Records contained in a dataset
****

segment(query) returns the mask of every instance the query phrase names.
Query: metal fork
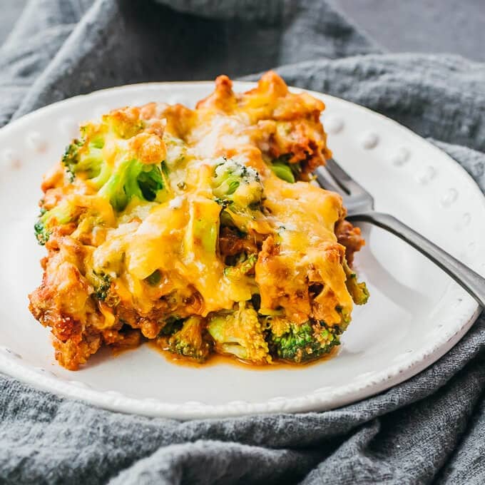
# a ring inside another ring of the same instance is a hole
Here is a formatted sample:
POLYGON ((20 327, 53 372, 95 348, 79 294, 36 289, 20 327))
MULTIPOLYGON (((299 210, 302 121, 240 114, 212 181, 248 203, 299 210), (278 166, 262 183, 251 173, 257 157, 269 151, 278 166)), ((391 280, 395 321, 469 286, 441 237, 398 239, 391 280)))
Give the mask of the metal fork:
POLYGON ((374 224, 406 241, 449 275, 485 308, 485 278, 393 215, 374 210, 374 198, 335 160, 327 160, 325 167, 319 167, 315 175, 321 187, 342 195, 348 220, 374 224))

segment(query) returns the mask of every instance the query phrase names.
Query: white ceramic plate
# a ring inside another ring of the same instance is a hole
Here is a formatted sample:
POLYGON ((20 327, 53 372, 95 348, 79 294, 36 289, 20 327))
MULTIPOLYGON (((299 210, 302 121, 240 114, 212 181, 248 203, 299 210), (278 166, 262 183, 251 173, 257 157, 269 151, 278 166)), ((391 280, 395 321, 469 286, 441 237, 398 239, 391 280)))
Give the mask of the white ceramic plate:
MULTIPOLYGON (((253 86, 235 83, 236 90, 253 86)), ((53 104, 0 130, 0 370, 37 387, 111 409, 187 419, 334 408, 378 393, 436 361, 464 335, 478 305, 441 271, 393 236, 364 228, 357 268, 371 292, 357 307, 337 357, 300 369, 177 366, 147 346, 101 352, 73 372, 53 359, 49 332, 27 295, 41 281, 33 224, 41 177, 77 133, 110 108, 151 101, 193 106, 213 83, 138 84, 53 104)), ((449 157, 361 106, 312 93, 336 159, 376 200, 476 270, 485 268, 485 200, 449 157)))

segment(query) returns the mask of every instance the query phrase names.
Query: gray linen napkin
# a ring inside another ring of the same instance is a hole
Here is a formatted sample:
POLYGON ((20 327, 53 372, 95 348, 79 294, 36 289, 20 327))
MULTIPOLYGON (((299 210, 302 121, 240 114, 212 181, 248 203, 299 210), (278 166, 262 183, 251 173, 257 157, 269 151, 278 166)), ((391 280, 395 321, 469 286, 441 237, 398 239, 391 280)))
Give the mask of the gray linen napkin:
MULTIPOLYGON (((0 48, 0 126, 107 86, 277 66, 431 138, 485 190, 485 66, 382 53, 317 0, 31 0, 0 48)), ((484 342, 482 316, 409 381, 299 415, 148 419, 0 374, 0 483, 483 484, 484 342)))

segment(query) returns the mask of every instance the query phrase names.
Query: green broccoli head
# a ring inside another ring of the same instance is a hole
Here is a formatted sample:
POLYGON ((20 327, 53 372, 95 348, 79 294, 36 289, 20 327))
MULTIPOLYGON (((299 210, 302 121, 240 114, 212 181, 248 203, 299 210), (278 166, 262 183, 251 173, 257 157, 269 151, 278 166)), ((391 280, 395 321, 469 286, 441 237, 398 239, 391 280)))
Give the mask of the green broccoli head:
POLYGON ((221 225, 247 233, 250 227, 265 220, 262 212, 263 185, 254 168, 224 159, 214 170, 213 193, 223 205, 221 225))
POLYGON ((247 207, 261 203, 262 183, 254 168, 224 159, 214 170, 213 193, 220 200, 247 207))
POLYGON ((209 317, 208 330, 219 352, 255 363, 271 361, 257 313, 244 302, 232 313, 218 312, 213 315, 209 317))
POLYGON ((133 198, 152 202, 165 186, 162 167, 146 165, 136 159, 120 163, 98 193, 106 197, 118 212, 123 210, 133 198))
POLYGON ((340 333, 339 327, 327 327, 323 322, 297 325, 275 318, 270 320, 267 339, 272 355, 300 364, 318 359, 339 345, 340 333))
POLYGON ((130 138, 143 128, 143 122, 131 118, 123 111, 104 116, 100 125, 89 123, 82 127, 82 138, 73 140, 62 158, 71 180, 76 176, 88 180, 118 212, 134 198, 148 202, 160 198, 160 192, 167 186, 163 161, 143 163, 128 153, 113 164, 103 155, 106 140, 130 138))
POLYGON ((168 339, 168 349, 174 354, 205 361, 210 353, 210 344, 200 317, 189 317, 182 328, 168 339))
POLYGON ((77 207, 65 199, 50 210, 41 210, 41 215, 34 225, 36 238, 41 245, 47 242, 52 230, 57 225, 74 222, 81 213, 81 208, 77 207))
POLYGON ((354 300, 354 303, 355 305, 365 305, 369 296, 366 284, 364 282, 359 282, 357 281, 357 275, 352 270, 346 261, 344 262, 343 266, 347 275, 345 285, 352 299, 354 300))
POLYGON ((229 278, 238 280, 242 278, 251 271, 257 261, 257 255, 251 254, 246 256, 242 253, 242 260, 234 266, 228 266, 224 268, 224 275, 229 278))
POLYGON ((270 168, 279 178, 290 183, 295 183, 301 177, 302 166, 298 162, 290 163, 288 161, 292 155, 292 153, 289 153, 288 155, 282 155, 280 158, 275 158, 272 160, 270 168))

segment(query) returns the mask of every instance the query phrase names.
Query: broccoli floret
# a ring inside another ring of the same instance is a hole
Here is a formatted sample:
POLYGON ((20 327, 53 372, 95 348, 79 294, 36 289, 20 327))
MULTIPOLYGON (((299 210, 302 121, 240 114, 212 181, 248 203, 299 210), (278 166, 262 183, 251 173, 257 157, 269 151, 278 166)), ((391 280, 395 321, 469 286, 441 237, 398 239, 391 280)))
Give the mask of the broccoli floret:
POLYGON ((355 305, 365 305, 369 300, 369 290, 364 282, 357 281, 357 275, 350 269, 347 262, 344 262, 344 270, 347 275, 345 285, 355 305))
POLYGON ((106 138, 112 142, 129 138, 143 128, 142 121, 131 118, 123 111, 104 116, 100 125, 82 127, 83 138, 73 141, 62 158, 71 181, 82 174, 118 212, 136 197, 149 202, 157 200, 159 192, 167 185, 166 166, 163 161, 143 163, 135 156, 113 164, 103 156, 106 138))
POLYGON ((290 183, 295 183, 295 176, 287 164, 274 162, 271 165, 271 170, 277 177, 282 180, 290 183))
POLYGON ((213 193, 223 205, 221 225, 246 233, 252 224, 265 222, 262 213, 263 186, 254 168, 225 159, 215 168, 213 193))
POLYGON ((100 302, 109 307, 116 307, 120 302, 119 297, 112 289, 113 278, 103 271, 90 270, 86 277, 94 288, 93 295, 100 302))
POLYGON ((79 212, 80 208, 76 207, 66 200, 51 210, 41 210, 41 215, 34 225, 39 243, 41 245, 45 245, 56 225, 68 224, 74 221, 79 212))
POLYGON ((267 337, 271 354, 280 359, 298 364, 310 362, 340 344, 339 327, 327 327, 323 322, 297 325, 282 320, 270 321, 267 337))
POLYGON ((245 275, 247 275, 256 264, 257 260, 257 255, 255 254, 250 255, 245 257, 245 259, 239 262, 235 266, 228 266, 224 268, 224 275, 230 278, 241 278, 245 275))
POLYGON ((213 314, 208 330, 220 352, 255 363, 271 361, 257 313, 244 302, 233 312, 213 314))
POLYGON ((182 328, 168 340, 168 349, 174 354, 203 362, 210 352, 208 340, 200 317, 189 317, 182 328))
POLYGON ((170 337, 175 332, 178 332, 183 326, 183 318, 176 315, 171 315, 165 321, 165 324, 160 331, 160 337, 170 337))
POLYGON ((291 153, 282 155, 272 160, 270 168, 279 178, 290 183, 295 183, 296 180, 300 179, 302 166, 300 163, 290 163, 288 160, 291 157, 291 153))
POLYGON ((145 281, 146 281, 146 282, 150 286, 156 286, 161 281, 161 273, 158 270, 155 270, 151 275, 150 275, 150 276, 147 276, 147 277, 145 278, 145 281))
POLYGON ((103 302, 108 296, 108 292, 111 287, 111 278, 104 273, 94 273, 96 285, 94 287, 95 294, 98 300, 103 302))
POLYGON ((214 170, 213 193, 220 200, 247 207, 260 203, 262 184, 254 168, 225 159, 214 170))
POLYGON ((161 165, 126 160, 115 168, 98 194, 109 199, 113 208, 121 212, 135 197, 141 200, 155 200, 165 185, 161 165))

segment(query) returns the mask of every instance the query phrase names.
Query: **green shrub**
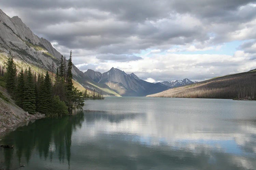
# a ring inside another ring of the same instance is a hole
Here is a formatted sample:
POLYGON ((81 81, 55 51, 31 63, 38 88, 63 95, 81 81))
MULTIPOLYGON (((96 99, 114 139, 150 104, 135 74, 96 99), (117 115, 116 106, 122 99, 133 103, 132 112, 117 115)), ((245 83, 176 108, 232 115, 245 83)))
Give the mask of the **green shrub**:
POLYGON ((58 96, 55 96, 53 97, 53 106, 54 108, 53 111, 54 115, 59 116, 68 114, 68 107, 65 102, 60 100, 58 96))
POLYGON ((3 95, 3 94, 0 91, 0 98, 1 98, 3 99, 4 100, 5 100, 7 102, 9 102, 9 99, 5 97, 5 96, 3 95))

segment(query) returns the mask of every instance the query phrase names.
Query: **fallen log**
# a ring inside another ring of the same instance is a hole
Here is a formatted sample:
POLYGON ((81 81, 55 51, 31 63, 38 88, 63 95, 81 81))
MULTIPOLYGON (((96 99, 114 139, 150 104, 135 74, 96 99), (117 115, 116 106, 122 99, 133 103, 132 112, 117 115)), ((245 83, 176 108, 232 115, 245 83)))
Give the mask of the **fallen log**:
POLYGON ((10 146, 9 145, 0 145, 0 147, 4 148, 13 148, 13 145, 10 146))

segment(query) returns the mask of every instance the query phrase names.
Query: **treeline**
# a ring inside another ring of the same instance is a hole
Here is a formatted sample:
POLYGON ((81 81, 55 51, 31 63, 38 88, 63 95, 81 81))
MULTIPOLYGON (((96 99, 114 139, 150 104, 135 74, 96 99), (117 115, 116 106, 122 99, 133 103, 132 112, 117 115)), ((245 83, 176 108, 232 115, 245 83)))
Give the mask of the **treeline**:
POLYGON ((228 75, 147 96, 256 100, 256 71, 228 75))
MULTIPOLYGON (((17 105, 30 114, 36 112, 48 116, 72 114, 81 110, 84 104, 85 92, 75 87, 72 82, 72 52, 67 64, 62 56, 57 69, 55 80, 53 73, 32 72, 31 68, 22 68, 17 75, 13 57, 9 55, 5 64, 4 77, 6 89, 17 105)), ((52 64, 53 72, 54 64, 52 64)))
POLYGON ((87 91, 87 90, 86 89, 84 92, 84 97, 85 99, 91 99, 93 100, 103 100, 104 99, 104 97, 103 97, 101 93, 96 92, 95 89, 94 90, 94 92, 87 91))

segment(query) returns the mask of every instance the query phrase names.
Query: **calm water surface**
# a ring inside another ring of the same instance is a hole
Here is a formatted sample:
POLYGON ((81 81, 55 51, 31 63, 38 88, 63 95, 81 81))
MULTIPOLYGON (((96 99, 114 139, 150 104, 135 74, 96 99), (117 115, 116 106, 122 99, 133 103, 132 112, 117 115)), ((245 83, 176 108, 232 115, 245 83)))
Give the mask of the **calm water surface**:
POLYGON ((107 97, 0 136, 0 169, 256 169, 256 102, 107 97))

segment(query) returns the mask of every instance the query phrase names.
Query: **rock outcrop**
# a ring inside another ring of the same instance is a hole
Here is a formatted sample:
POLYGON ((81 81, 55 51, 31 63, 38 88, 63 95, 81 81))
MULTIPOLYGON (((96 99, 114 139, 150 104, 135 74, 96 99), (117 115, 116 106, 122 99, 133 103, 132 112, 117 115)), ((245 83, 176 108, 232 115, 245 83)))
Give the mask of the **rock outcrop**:
POLYGON ((0 98, 0 133, 8 130, 13 130, 23 123, 45 117, 44 114, 38 113, 29 114, 15 104, 2 88, 0 87, 0 91, 8 99, 6 101, 0 98))

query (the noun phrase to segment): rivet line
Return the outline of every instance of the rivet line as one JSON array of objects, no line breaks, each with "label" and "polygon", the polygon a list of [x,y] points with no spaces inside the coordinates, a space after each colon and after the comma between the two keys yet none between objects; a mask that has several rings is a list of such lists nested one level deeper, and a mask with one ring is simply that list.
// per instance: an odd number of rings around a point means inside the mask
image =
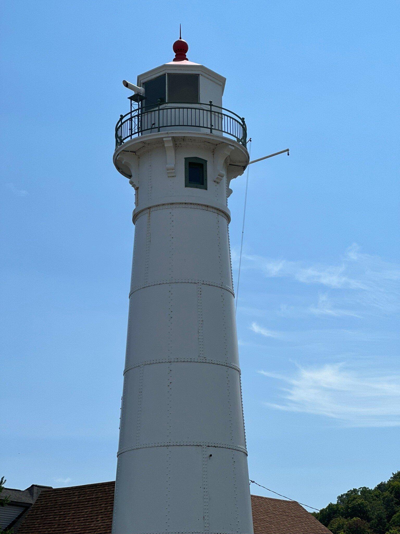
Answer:
[{"label": "rivet line", "polygon": [[120,449],[117,456],[129,451],[137,451],[141,449],[154,449],[156,447],[215,447],[219,449],[229,449],[232,451],[238,451],[247,456],[247,449],[239,445],[232,445],[231,443],[207,443],[204,441],[164,441],[155,442],[153,443],[141,443],[140,445],[132,445]]}]

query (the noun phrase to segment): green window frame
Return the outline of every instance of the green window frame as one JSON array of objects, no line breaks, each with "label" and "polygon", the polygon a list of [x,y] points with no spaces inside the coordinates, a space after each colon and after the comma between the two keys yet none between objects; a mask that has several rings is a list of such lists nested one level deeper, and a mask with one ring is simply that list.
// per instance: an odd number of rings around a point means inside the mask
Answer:
[{"label": "green window frame", "polygon": [[[197,179],[191,180],[191,175],[197,175]],[[201,158],[185,158],[185,186],[197,189],[207,189],[207,160]]]}]

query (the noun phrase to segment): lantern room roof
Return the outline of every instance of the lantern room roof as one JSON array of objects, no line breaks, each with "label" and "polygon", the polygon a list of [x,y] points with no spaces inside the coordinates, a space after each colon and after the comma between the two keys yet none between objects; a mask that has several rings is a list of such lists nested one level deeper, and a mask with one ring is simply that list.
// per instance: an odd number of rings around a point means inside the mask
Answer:
[{"label": "lantern room roof", "polygon": [[143,73],[142,74],[139,74],[138,76],[138,85],[140,87],[143,83],[149,80],[152,80],[158,76],[161,76],[162,74],[168,73],[182,73],[182,74],[185,73],[188,74],[201,74],[205,78],[208,78],[218,85],[220,85],[222,94],[223,94],[226,78],[214,72],[207,67],[205,67],[204,65],[201,65],[199,63],[194,63],[193,61],[189,61],[187,60],[181,61],[170,61],[169,63],[164,63],[164,65],[160,65],[159,67],[156,67],[150,70],[147,70],[146,72]]}]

****

- _EXERCISE PROMPT_: Lay out the lines from the start of the records through the line containing "MULTIPOLYGON (((253 86, 235" as a numbered list, skipping blank lines. Leave the pictures out.

- _WRITTEN SOLUTION_:
1. segment(query) returns the mask of every instance the query phrase names.
2. Query: metal fork
3. # a ring inside another ring of the same instance is a hole
4. Here is a formatted sample:
5. POLYGON ((20 327, 53 372, 95 348, 79 294, 36 289, 20 327))
6. MULTIPOLYGON (((299 210, 302 121, 240 114, 212 181, 248 203, 299 210), (278 166, 262 183, 251 173, 257 157, 269 151, 278 166)), ((391 280, 395 321, 469 286, 441 237, 398 239, 391 280)))
7. Give the mask of the metal fork:
8. POLYGON ((374 224, 406 241, 449 275, 485 308, 485 278, 393 215, 374 210, 374 198, 335 160, 327 160, 325 167, 319 167, 315 175, 321 187, 342 195, 348 220, 374 224))
9. segment(query) returns the mask of every instance the query phrase names.
10. Query: white ceramic plate
11. # a ring inside another ring of the same instance is a hole
12. Here is a formatted sample:
13. POLYGON ((20 327, 53 372, 95 348, 79 294, 36 289, 20 327))
14. MULTIPOLYGON (((299 210, 302 121, 240 114, 212 181, 248 203, 299 210), (278 166, 262 183, 251 173, 257 157, 269 151, 278 166)), ((391 280, 395 321, 469 286, 441 237, 398 239, 391 280)))
15. Give the mask of the white ceramic plate:
16. MULTIPOLYGON (((253 86, 235 83, 236 90, 253 86)), ((53 104, 0 130, 0 370, 37 387, 111 409, 187 419, 334 408, 378 393, 436 361, 464 335, 478 305, 441 271, 393 236, 364 228, 357 268, 371 292, 357 307, 337 357, 300 369, 177 366, 147 346, 101 352, 73 372, 53 359, 49 332, 27 295, 41 281, 33 224, 41 177, 77 133, 110 108, 151 101, 193 106, 213 83, 138 84, 53 104)), ((449 157, 361 106, 312 93, 336 159, 376 200, 476 270, 485 268, 485 200, 449 157)))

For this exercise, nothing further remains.